**Records for this task:**
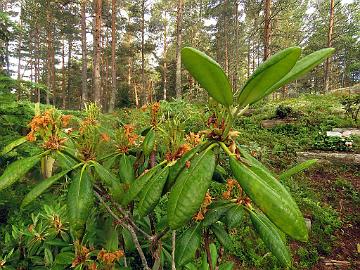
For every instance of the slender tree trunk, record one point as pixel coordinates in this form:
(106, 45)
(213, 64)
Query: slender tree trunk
(113, 58)
(329, 44)
(84, 89)
(143, 83)
(67, 94)
(164, 59)
(178, 48)
(50, 56)
(267, 29)
(97, 52)
(63, 82)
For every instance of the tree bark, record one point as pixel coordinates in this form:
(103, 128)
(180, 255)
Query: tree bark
(178, 48)
(267, 29)
(50, 55)
(164, 59)
(84, 90)
(97, 52)
(329, 44)
(143, 83)
(113, 58)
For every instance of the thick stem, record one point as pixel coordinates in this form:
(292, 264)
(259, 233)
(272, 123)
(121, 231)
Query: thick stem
(173, 240)
(128, 227)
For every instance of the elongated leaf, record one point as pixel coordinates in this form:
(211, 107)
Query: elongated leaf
(282, 212)
(179, 166)
(190, 188)
(222, 236)
(187, 244)
(215, 212)
(302, 67)
(17, 170)
(12, 145)
(209, 75)
(151, 194)
(268, 74)
(110, 180)
(64, 160)
(234, 216)
(271, 238)
(298, 168)
(126, 170)
(137, 186)
(42, 187)
(80, 201)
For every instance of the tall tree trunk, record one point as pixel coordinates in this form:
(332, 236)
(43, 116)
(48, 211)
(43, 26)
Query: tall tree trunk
(63, 74)
(329, 44)
(267, 29)
(165, 60)
(84, 90)
(50, 55)
(67, 94)
(178, 48)
(97, 52)
(113, 58)
(143, 83)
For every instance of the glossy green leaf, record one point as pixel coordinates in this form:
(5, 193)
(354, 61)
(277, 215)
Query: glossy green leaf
(149, 142)
(12, 145)
(279, 209)
(234, 216)
(271, 238)
(17, 170)
(138, 185)
(222, 236)
(215, 212)
(179, 166)
(126, 170)
(303, 66)
(260, 170)
(209, 75)
(110, 180)
(80, 201)
(226, 266)
(297, 168)
(42, 187)
(268, 74)
(64, 258)
(190, 188)
(151, 193)
(187, 244)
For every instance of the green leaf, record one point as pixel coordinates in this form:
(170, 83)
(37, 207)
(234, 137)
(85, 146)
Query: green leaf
(12, 145)
(297, 168)
(190, 188)
(187, 244)
(209, 75)
(138, 185)
(42, 187)
(268, 74)
(222, 236)
(126, 170)
(303, 66)
(109, 179)
(17, 170)
(272, 239)
(64, 258)
(234, 216)
(215, 212)
(151, 194)
(80, 201)
(278, 208)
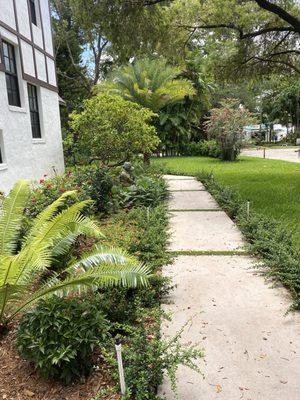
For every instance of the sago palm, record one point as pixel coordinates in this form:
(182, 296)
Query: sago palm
(52, 234)
(151, 83)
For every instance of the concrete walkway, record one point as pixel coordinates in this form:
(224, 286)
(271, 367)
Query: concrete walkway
(252, 351)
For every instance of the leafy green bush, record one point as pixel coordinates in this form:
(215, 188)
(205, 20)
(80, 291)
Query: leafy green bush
(206, 148)
(147, 357)
(268, 238)
(112, 129)
(97, 184)
(147, 191)
(59, 337)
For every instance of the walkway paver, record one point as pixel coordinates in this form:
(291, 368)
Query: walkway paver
(185, 200)
(204, 231)
(184, 184)
(252, 350)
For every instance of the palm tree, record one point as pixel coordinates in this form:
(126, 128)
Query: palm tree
(52, 234)
(151, 83)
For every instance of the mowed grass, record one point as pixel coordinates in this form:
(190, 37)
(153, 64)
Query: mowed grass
(271, 186)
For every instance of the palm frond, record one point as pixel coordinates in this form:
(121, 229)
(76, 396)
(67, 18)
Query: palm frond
(47, 214)
(11, 217)
(102, 255)
(127, 275)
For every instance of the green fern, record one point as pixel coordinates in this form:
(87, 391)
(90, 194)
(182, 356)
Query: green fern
(52, 234)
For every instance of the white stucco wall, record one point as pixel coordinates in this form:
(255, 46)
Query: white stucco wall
(7, 12)
(27, 158)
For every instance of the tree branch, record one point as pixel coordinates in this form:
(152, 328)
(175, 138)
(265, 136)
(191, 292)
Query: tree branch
(281, 13)
(242, 35)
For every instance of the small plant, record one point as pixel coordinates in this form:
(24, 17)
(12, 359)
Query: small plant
(147, 357)
(147, 191)
(60, 335)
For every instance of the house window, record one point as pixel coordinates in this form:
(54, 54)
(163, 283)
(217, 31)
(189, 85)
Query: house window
(34, 112)
(32, 11)
(11, 75)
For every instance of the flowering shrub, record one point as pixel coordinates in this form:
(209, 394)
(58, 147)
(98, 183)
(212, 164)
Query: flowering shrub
(89, 183)
(226, 125)
(206, 148)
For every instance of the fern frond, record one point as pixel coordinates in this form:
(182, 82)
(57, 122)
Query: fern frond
(11, 216)
(127, 276)
(101, 255)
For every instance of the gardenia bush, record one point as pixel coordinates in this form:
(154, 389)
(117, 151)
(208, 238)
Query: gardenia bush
(226, 124)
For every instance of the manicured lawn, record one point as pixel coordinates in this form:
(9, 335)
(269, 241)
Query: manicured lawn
(273, 187)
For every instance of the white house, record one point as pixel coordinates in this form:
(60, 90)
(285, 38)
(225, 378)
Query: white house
(30, 131)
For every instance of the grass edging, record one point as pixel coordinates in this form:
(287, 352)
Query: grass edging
(268, 239)
(209, 253)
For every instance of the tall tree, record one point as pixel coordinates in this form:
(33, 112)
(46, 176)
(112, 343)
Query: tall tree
(241, 34)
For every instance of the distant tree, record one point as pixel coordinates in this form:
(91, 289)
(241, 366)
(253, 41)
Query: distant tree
(73, 83)
(238, 37)
(111, 129)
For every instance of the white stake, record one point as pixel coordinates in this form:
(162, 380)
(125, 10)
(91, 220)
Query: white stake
(121, 369)
(248, 209)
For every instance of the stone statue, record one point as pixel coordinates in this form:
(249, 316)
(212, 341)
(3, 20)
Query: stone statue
(127, 177)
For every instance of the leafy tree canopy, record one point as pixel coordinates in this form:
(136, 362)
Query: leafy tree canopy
(113, 129)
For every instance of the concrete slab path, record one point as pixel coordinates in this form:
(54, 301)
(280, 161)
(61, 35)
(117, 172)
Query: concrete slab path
(252, 350)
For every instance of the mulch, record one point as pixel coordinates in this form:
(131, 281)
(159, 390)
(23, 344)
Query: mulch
(19, 381)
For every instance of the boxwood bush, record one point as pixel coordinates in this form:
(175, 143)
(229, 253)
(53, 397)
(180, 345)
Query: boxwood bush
(59, 337)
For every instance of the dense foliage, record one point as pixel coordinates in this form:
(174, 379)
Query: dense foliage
(59, 337)
(50, 237)
(110, 128)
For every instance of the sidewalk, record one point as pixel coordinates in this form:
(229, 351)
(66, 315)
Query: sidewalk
(252, 349)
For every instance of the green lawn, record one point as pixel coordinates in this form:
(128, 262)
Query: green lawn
(273, 187)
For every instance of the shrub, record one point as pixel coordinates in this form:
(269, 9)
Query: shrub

**Exercise instructions:** Retype all of the data above word for word, excluding the pictures.

**Answer for this exercise:**
For every instance of the slender tree trunk, record one point as pixel coordinates in this form:
(106, 45)
(213, 64)
Query: slender tree trunk
(113, 58)
(329, 44)
(84, 89)
(143, 83)
(67, 94)
(164, 59)
(178, 48)
(50, 56)
(267, 29)
(97, 52)
(63, 82)
For every instance of the tree bark, record one point as pixel coordinates in this form:
(103, 128)
(180, 255)
Query: tree bark
(178, 48)
(267, 29)
(50, 55)
(164, 59)
(84, 90)
(97, 52)
(329, 44)
(143, 83)
(113, 58)
For every instance of the thick stem, record one point as pixel coordinates in this form:
(292, 264)
(259, 233)
(272, 123)
(121, 231)
Query: thick stem
(173, 240)
(128, 227)
For every instance of the elongated leaf, record one point as pixel coordinates in this form:
(211, 107)
Query: elongated leaf
(282, 212)
(179, 166)
(190, 188)
(222, 236)
(187, 244)
(215, 212)
(302, 67)
(17, 170)
(12, 145)
(209, 75)
(151, 194)
(268, 74)
(110, 180)
(64, 160)
(234, 216)
(271, 238)
(298, 168)
(126, 170)
(137, 186)
(42, 187)
(80, 201)
For every instance of the tall tree trunk, record one point as pixel coordinates in this form:
(332, 236)
(43, 116)
(48, 211)
(43, 26)
Query: tall tree trunk
(63, 74)
(329, 44)
(267, 29)
(165, 60)
(84, 90)
(50, 55)
(67, 94)
(178, 48)
(97, 52)
(113, 58)
(143, 83)
For every instance of the glossy green leaf, record one point as pixel coordinates in this form:
(5, 193)
(354, 61)
(277, 215)
Query: glossy green leaf
(149, 142)
(12, 145)
(279, 209)
(234, 216)
(271, 238)
(17, 170)
(138, 185)
(222, 236)
(215, 212)
(179, 166)
(126, 170)
(303, 66)
(260, 170)
(209, 75)
(110, 180)
(80, 201)
(226, 266)
(297, 168)
(42, 187)
(268, 74)
(64, 258)
(190, 188)
(151, 193)
(187, 244)
For every instance of the green leaf, record one point as pixel coordinates in this form:
(170, 83)
(37, 207)
(234, 137)
(85, 146)
Query: green leaf
(12, 145)
(297, 168)
(190, 188)
(187, 244)
(209, 75)
(138, 185)
(42, 187)
(268, 74)
(222, 236)
(126, 170)
(303, 66)
(109, 179)
(17, 170)
(272, 239)
(64, 258)
(234, 216)
(215, 212)
(151, 194)
(80, 201)
(278, 208)
For every instance of the sago palm, record one point as pixel coordinates in this form:
(182, 296)
Query: sago palm
(52, 234)
(151, 83)
For every instance of the concrete walkway, record one point as pixel coordinates in this form:
(224, 286)
(271, 367)
Query: concrete walkway
(252, 351)
For every instance of the leafy green bush, record one point as pixel coordinates in this form:
(215, 188)
(205, 20)
(80, 291)
Query: leafy green bush
(206, 148)
(147, 357)
(268, 238)
(112, 129)
(97, 184)
(147, 191)
(59, 337)
For every instance of the walkway paver, record one point as pixel coordinates in this form:
(291, 368)
Query: walkway paver
(185, 200)
(204, 231)
(184, 184)
(252, 350)
For every instance of the palm tree, record one point as pixel coordinates in this form:
(126, 128)
Query: palm tree
(52, 234)
(151, 83)
For every instance of the mowed grass, record one point as pixel coordinates in this form:
(190, 37)
(153, 64)
Query: mowed grass
(271, 186)
For every instance of the palm frond, record one point as pixel coordinates in this form:
(121, 229)
(76, 396)
(67, 18)
Query: palm frond
(47, 214)
(11, 217)
(102, 255)
(127, 275)
For every instance of the green fern, record one point as pixel coordinates in this form:
(87, 391)
(90, 194)
(182, 356)
Query: green fern
(52, 234)
For every instance of the white stucco wall, record one point as pixel coordinates in this form:
(255, 46)
Query: white stucco wall
(7, 12)
(27, 158)
For every instance of the tree branch, record one point as pixel coordinates in this form:
(152, 328)
(175, 138)
(265, 136)
(191, 292)
Query: tree branch
(281, 13)
(242, 35)
For every instance of the small plant, record one point as pixel coordinates in this form:
(24, 17)
(12, 359)
Query: small plant
(147, 357)
(147, 191)
(60, 335)
For every instance of the house window, record one point as pixel coordinates in this form:
(54, 54)
(163, 283)
(217, 31)
(189, 85)
Query: house window
(34, 112)
(32, 11)
(11, 75)
For every instance of the flowering shrub, record one point as pixel coordinates in this form:
(209, 394)
(58, 147)
(98, 183)
(212, 164)
Query: flowering shrub
(89, 183)
(226, 125)
(206, 148)
For every instance of the fern frond, record one point as pixel coordinates in this form:
(182, 82)
(57, 122)
Query: fern frond
(11, 216)
(127, 276)
(101, 255)
For every instance of the gardenia bush, record one point as pixel coordinates in this form:
(154, 389)
(117, 151)
(208, 238)
Query: gardenia bush
(226, 124)
For every instance of the manicured lawn, record one point as pixel coordinates in this form:
(9, 335)
(269, 241)
Query: manicured lawn
(273, 187)
For every instance of the white house, record one point as pixel coordinates in this form:
(60, 90)
(285, 38)
(225, 378)
Query: white house
(30, 131)
For every instance of the grass edging, record one point as pixel coordinates in this form:
(287, 352)
Query: grass edging
(268, 239)
(209, 253)
For every instance of the tall tree, record one point as pixel coordinates in this form:
(33, 112)
(46, 176)
(112, 343)
Query: tall tree
(241, 34)
For every instance of the distant tree, record one point as pixel coordinates in this form:
(91, 289)
(241, 366)
(253, 41)
Query: distant tree
(73, 83)
(238, 37)
(111, 129)
For every instance of the white stake, record one point as pixel coordinates in this form:
(162, 380)
(125, 10)
(91, 220)
Query: white stake
(121, 369)
(248, 209)
For every instance of the stone statue, record one point as pixel coordinates in this form:
(249, 316)
(212, 341)
(3, 20)
Query: stone statue
(127, 177)
For every instance of the leafy tree canopy, record one point as pixel coordinates in this form:
(136, 362)
Query: leafy tree canopy
(113, 129)
For every instance of the concrete slab path, record one point as pixel coordinates in this form:
(54, 301)
(280, 161)
(61, 35)
(117, 172)
Query: concrete slab path
(252, 350)
For every instance of the mulch, record one point as pixel coordinates in this form:
(131, 281)
(159, 390)
(23, 344)
Query: mulch
(19, 381)
For every instance of the boxwood bush, record one point as pixel coordinates in this form:
(175, 143)
(229, 253)
(53, 397)
(180, 345)
Query: boxwood bush
(59, 337)
For every instance of the dense foliage, record one point as pixel coordinates in this form:
(174, 379)
Query: dense foliage
(59, 337)
(50, 237)
(110, 128)
For every instance of the sidewalk, record one point as pixel coordinates in this form:
(229, 351)
(66, 315)
Query: sidewalk
(252, 349)
For every instance of the green lawn, record one point as pixel coordinates in this form:
(128, 262)
Query: green lawn
(273, 187)
For every instance of the shrub, record one point as pixel coordinates in this form:
(269, 9)
Query: shrub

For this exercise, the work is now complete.